DATASET CONTENT:
[Start of Attachment]
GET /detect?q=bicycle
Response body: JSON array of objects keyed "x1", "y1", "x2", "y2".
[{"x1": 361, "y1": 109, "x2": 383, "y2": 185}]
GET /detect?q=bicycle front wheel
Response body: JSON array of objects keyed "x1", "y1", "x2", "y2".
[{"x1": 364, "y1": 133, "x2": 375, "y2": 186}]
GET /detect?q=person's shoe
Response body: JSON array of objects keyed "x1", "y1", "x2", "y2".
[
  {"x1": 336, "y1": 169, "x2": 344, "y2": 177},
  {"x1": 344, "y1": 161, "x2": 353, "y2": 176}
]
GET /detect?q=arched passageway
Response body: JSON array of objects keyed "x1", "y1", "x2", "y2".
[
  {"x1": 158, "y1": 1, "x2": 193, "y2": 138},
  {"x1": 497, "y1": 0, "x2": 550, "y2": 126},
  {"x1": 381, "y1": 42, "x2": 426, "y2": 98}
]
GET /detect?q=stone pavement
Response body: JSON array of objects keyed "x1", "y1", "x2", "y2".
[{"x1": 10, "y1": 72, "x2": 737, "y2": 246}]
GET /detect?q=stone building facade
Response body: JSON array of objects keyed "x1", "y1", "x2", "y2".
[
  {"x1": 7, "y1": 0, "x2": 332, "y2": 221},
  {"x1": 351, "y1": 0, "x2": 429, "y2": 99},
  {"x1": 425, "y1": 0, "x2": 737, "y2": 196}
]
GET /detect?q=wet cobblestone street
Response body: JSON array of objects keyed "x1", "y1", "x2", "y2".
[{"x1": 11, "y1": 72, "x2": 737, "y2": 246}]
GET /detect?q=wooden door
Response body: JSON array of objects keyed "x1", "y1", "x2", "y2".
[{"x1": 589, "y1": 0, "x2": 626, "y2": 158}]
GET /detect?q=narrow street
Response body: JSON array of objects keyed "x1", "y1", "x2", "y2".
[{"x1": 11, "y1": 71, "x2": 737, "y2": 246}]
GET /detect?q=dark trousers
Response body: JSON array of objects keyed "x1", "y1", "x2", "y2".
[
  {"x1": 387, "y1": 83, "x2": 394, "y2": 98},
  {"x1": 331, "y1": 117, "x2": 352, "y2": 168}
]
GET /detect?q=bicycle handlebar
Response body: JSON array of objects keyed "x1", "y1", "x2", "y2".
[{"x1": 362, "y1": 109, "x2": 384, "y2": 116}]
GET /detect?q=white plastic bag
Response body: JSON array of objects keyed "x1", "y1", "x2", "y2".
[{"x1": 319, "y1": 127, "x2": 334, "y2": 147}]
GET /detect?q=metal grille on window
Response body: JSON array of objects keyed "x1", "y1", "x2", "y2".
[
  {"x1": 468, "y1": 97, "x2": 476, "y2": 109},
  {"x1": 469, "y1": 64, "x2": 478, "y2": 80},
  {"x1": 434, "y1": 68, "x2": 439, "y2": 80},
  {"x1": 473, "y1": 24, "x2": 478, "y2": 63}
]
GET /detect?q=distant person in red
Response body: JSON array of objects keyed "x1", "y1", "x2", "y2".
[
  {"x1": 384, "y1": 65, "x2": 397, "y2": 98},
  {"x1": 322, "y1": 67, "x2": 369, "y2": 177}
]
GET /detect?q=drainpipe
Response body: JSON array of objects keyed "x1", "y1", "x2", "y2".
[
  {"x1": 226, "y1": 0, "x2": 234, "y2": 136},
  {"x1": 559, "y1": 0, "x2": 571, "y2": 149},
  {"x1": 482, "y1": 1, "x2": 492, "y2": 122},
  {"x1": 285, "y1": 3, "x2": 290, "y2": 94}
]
[End of Attachment]
WHAT TO WORK ON: Using the entries above, return exactly the lines from the line with "GET /detect?q=white plastic bag" to the line with "GET /detect?q=drainpipe", counting both of those lines.

PROBLEM SOLUTION:
GET /detect?q=white plastic bag
Response body: JSON array of objects keyed "x1", "y1", "x2", "y2".
[{"x1": 319, "y1": 127, "x2": 334, "y2": 147}]
GET /detect?q=metal grille on window
Response body: JSON array of objects keyed "x1", "y1", "x2", "y2".
[
  {"x1": 468, "y1": 97, "x2": 476, "y2": 109},
  {"x1": 469, "y1": 64, "x2": 478, "y2": 80},
  {"x1": 434, "y1": 68, "x2": 439, "y2": 80},
  {"x1": 473, "y1": 24, "x2": 478, "y2": 63}
]
GET /detect?q=distant person in red
Response body: JSON array of objects keyed "x1", "y1", "x2", "y2".
[
  {"x1": 384, "y1": 65, "x2": 397, "y2": 98},
  {"x1": 322, "y1": 67, "x2": 369, "y2": 177}
]
GET /detect?q=drainpipe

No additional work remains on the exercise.